Starting with the line containing "Would you mind marking the fallen" and going on through the end of the material, write those lines out again with "dark green car" changed to "silver car" and everything else left as it is. Leave the pictures out of your answer.

"""

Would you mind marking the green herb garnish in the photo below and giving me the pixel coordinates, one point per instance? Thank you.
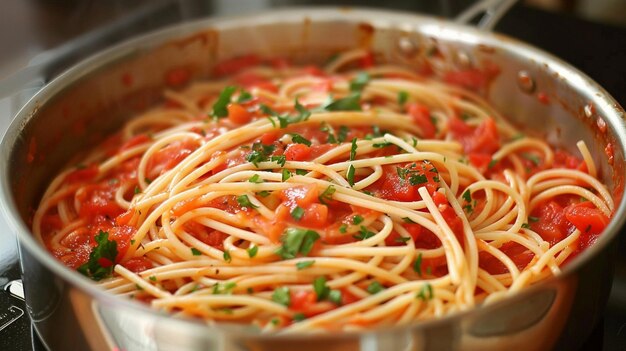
(101, 259)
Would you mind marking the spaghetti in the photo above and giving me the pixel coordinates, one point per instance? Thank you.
(297, 198)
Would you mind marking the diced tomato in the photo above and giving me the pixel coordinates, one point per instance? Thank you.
(315, 214)
(177, 77)
(100, 201)
(484, 139)
(235, 65)
(137, 264)
(586, 218)
(302, 300)
(238, 114)
(421, 116)
(609, 152)
(185, 206)
(551, 223)
(83, 174)
(297, 152)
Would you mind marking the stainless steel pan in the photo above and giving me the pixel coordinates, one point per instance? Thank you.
(82, 105)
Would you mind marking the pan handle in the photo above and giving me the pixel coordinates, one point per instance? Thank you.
(492, 11)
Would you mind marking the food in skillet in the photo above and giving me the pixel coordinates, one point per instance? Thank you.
(300, 198)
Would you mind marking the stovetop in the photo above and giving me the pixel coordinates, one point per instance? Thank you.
(596, 49)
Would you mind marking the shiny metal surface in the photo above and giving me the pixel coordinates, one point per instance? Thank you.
(69, 312)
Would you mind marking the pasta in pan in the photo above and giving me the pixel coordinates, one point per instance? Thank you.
(299, 198)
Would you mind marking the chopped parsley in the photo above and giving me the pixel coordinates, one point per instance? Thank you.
(220, 107)
(223, 289)
(263, 193)
(286, 174)
(244, 201)
(357, 219)
(297, 213)
(350, 175)
(321, 289)
(353, 150)
(327, 195)
(359, 82)
(375, 287)
(348, 103)
(252, 251)
(403, 96)
(282, 296)
(363, 234)
(280, 160)
(104, 251)
(332, 138)
(295, 241)
(417, 265)
(299, 139)
(335, 297)
(285, 119)
(467, 196)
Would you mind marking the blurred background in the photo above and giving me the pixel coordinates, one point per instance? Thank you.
(41, 38)
(28, 27)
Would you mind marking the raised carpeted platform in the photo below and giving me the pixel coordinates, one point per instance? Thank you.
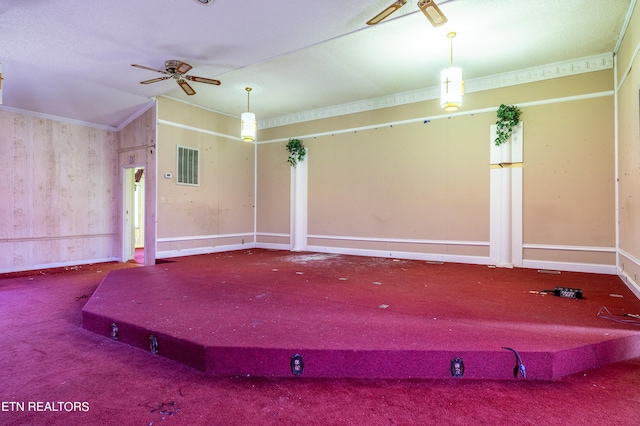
(247, 313)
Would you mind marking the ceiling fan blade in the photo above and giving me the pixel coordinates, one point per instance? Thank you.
(147, 68)
(185, 86)
(183, 67)
(432, 12)
(155, 80)
(202, 80)
(388, 11)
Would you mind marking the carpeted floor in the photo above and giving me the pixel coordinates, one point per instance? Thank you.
(47, 357)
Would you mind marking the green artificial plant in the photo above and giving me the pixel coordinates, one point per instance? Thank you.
(508, 118)
(296, 151)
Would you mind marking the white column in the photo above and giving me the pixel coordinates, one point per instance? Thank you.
(299, 205)
(506, 200)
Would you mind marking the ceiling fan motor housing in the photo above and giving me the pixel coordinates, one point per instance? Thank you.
(172, 66)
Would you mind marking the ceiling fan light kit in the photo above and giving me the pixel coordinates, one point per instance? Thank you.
(432, 12)
(177, 70)
(428, 7)
(451, 83)
(248, 124)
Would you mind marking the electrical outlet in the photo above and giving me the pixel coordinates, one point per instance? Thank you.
(570, 293)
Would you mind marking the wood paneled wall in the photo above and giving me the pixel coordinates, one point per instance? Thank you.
(58, 192)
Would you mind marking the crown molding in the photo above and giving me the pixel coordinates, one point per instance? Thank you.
(529, 75)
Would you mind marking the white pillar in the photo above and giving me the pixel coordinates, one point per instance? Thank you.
(506, 200)
(299, 205)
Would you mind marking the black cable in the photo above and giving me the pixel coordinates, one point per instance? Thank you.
(519, 365)
(604, 313)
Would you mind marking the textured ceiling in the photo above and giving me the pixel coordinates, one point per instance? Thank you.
(72, 59)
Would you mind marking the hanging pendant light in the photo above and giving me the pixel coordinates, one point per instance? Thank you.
(248, 125)
(0, 83)
(451, 84)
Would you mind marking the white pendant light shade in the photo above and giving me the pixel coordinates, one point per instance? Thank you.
(451, 84)
(248, 126)
(451, 88)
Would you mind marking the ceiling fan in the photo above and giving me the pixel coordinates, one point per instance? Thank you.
(177, 70)
(428, 7)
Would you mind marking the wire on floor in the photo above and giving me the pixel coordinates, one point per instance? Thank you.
(604, 313)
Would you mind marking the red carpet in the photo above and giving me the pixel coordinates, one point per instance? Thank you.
(247, 313)
(48, 357)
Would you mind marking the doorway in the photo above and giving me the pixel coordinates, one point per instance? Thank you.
(134, 215)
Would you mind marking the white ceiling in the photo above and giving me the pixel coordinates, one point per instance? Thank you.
(72, 58)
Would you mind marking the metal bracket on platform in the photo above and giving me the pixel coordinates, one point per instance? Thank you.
(457, 367)
(153, 344)
(114, 331)
(297, 365)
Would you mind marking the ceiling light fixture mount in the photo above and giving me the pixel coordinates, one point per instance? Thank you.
(248, 124)
(451, 83)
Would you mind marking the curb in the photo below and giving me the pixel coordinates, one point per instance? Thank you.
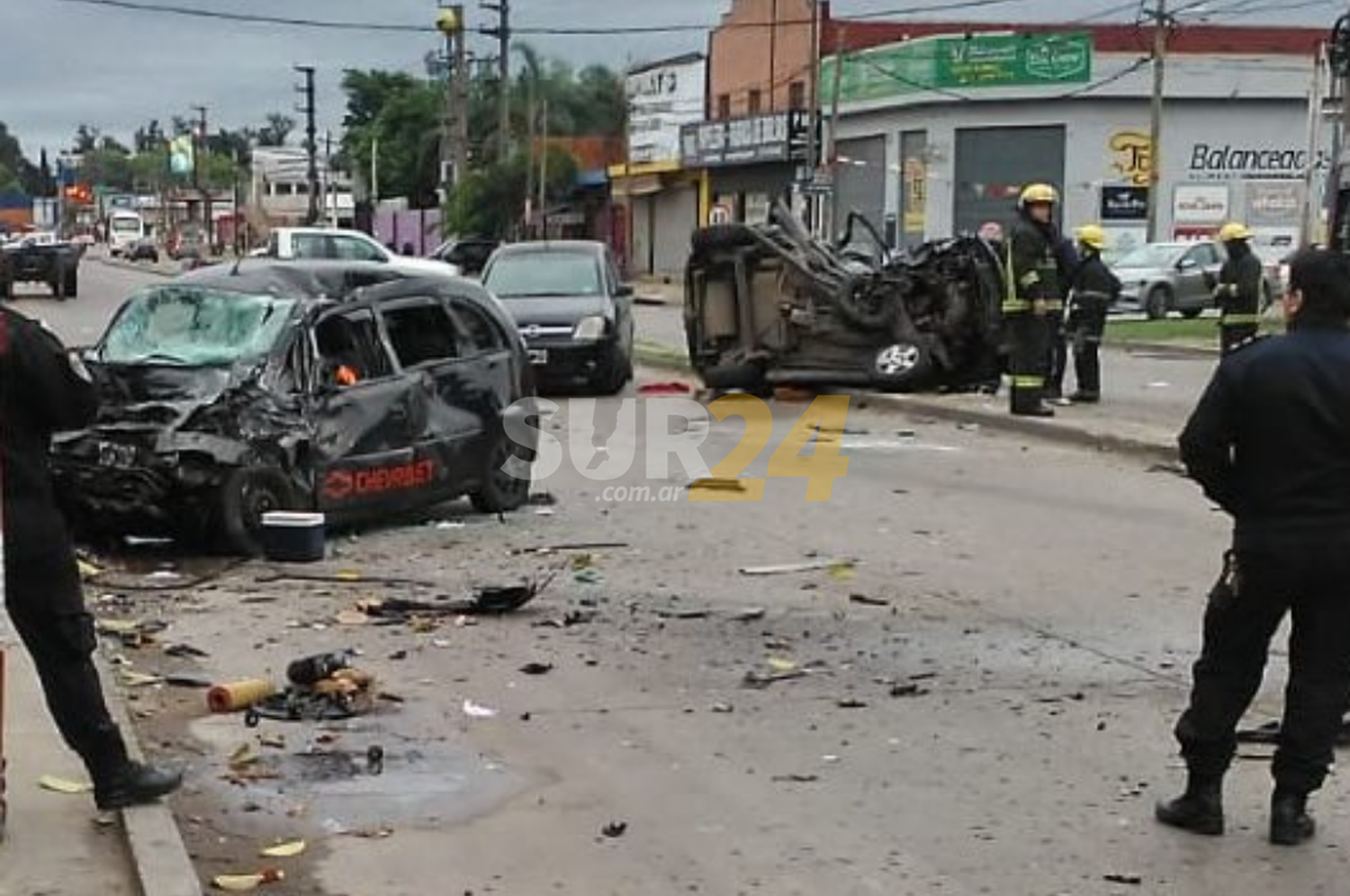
(158, 856)
(1050, 431)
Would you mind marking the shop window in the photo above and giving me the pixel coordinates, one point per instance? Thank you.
(421, 334)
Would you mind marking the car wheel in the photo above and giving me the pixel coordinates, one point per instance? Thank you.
(1158, 302)
(723, 237)
(501, 491)
(902, 366)
(245, 497)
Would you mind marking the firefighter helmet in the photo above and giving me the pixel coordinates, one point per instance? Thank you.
(1039, 194)
(1091, 235)
(1234, 231)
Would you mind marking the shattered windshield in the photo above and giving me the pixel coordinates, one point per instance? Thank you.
(194, 327)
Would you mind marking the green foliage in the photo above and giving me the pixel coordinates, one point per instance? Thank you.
(491, 200)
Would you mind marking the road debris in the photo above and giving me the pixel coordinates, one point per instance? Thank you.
(64, 784)
(475, 712)
(284, 850)
(243, 883)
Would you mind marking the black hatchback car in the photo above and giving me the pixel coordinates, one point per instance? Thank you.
(343, 388)
(572, 308)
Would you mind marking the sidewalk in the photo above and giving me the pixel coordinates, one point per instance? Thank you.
(58, 844)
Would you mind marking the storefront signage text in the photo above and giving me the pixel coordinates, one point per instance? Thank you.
(963, 62)
(764, 138)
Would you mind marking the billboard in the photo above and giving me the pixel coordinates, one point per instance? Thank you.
(662, 99)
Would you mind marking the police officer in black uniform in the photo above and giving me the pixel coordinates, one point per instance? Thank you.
(1093, 291)
(43, 390)
(1271, 444)
(1238, 293)
(1031, 296)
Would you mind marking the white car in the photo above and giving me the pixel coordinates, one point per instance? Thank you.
(348, 246)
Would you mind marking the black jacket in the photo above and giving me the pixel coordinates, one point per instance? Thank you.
(1271, 437)
(1094, 281)
(1239, 282)
(42, 390)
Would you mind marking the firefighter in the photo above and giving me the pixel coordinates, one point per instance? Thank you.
(1268, 444)
(1093, 291)
(1031, 296)
(45, 390)
(1238, 293)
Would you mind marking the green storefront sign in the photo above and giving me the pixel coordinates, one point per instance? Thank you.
(961, 64)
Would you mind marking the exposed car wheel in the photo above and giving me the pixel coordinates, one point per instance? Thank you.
(1157, 302)
(501, 491)
(245, 497)
(723, 237)
(902, 366)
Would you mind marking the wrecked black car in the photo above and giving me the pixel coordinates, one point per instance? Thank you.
(771, 305)
(331, 386)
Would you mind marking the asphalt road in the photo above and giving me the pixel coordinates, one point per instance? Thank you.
(983, 702)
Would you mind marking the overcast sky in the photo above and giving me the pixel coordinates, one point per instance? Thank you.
(113, 67)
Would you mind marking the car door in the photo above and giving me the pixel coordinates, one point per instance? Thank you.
(1191, 277)
(623, 299)
(429, 347)
(362, 445)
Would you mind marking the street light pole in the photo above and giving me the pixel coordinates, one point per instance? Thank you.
(1163, 24)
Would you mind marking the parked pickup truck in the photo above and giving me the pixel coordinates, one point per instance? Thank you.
(40, 258)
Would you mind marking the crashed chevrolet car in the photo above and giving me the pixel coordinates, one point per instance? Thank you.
(771, 305)
(334, 386)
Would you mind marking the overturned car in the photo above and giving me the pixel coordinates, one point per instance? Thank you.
(342, 388)
(771, 305)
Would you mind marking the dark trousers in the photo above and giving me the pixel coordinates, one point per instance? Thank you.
(1029, 343)
(1087, 324)
(45, 601)
(1233, 335)
(1310, 579)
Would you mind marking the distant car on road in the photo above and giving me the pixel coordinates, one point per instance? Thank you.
(470, 254)
(346, 388)
(572, 308)
(143, 250)
(347, 246)
(1158, 278)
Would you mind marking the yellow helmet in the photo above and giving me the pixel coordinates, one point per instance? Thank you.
(1091, 235)
(1039, 194)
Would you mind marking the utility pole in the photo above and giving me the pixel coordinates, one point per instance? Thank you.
(454, 145)
(502, 34)
(1163, 24)
(310, 140)
(197, 157)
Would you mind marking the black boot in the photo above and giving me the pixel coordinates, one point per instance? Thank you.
(1199, 810)
(1290, 820)
(135, 784)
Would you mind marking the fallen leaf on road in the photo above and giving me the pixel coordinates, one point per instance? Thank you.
(243, 883)
(284, 850)
(64, 784)
(475, 712)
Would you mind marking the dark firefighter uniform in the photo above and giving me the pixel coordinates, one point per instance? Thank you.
(1093, 291)
(42, 390)
(1030, 291)
(1269, 443)
(1238, 293)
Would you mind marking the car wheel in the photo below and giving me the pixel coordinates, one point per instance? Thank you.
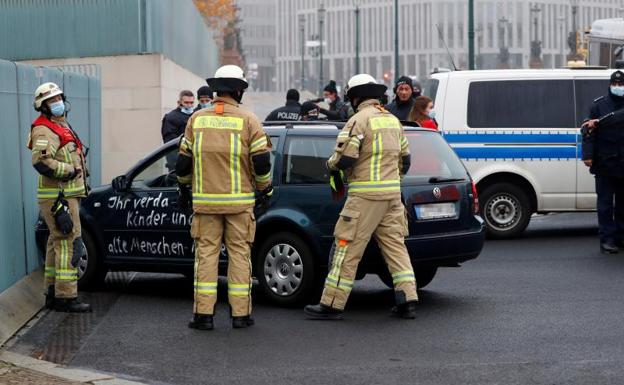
(506, 210)
(285, 269)
(424, 276)
(91, 272)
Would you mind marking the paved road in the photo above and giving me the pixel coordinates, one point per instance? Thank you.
(543, 309)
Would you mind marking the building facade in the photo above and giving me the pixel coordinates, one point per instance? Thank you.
(258, 27)
(425, 27)
(146, 52)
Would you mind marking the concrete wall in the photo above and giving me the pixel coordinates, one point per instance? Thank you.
(18, 205)
(137, 90)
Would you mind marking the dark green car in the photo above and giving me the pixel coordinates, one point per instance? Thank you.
(134, 224)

"""

• [FULL ANSWER]
Would you mind marking the fallen leaf on road in the photo above and giving me the pixel coordinates, one point per instance? Thank you.
(243, 883)
(284, 850)
(64, 784)
(475, 712)
Would you mind marking the dark firefighter uniform in the photo above and giving me the pixel coordinates, one point per instance? Thank you.
(1093, 291)
(42, 390)
(1030, 291)
(1269, 443)
(1238, 293)
Would you mind marking the car wheel in the photo below and giving me the pixel coordinates, one point per instance? Thank you.
(506, 210)
(285, 269)
(424, 276)
(91, 272)
Would you mind marking the paved road in the photo above and giving me the pixel coordinates, one point per instance? Thank you.
(543, 309)
Would you mind marking the building facade in the photo above and giving me the pixel coordinates, one point per instance? Thank you.
(258, 27)
(425, 27)
(146, 52)
Would you mind marking the concrete wall in the photo above and giving me the pixel coordinates, one point per instance? Thank you.
(18, 205)
(137, 90)
Would you mind marking the silver car in the photo above and giving me the pixel coordinates, one point per instance? Thank you.
(134, 224)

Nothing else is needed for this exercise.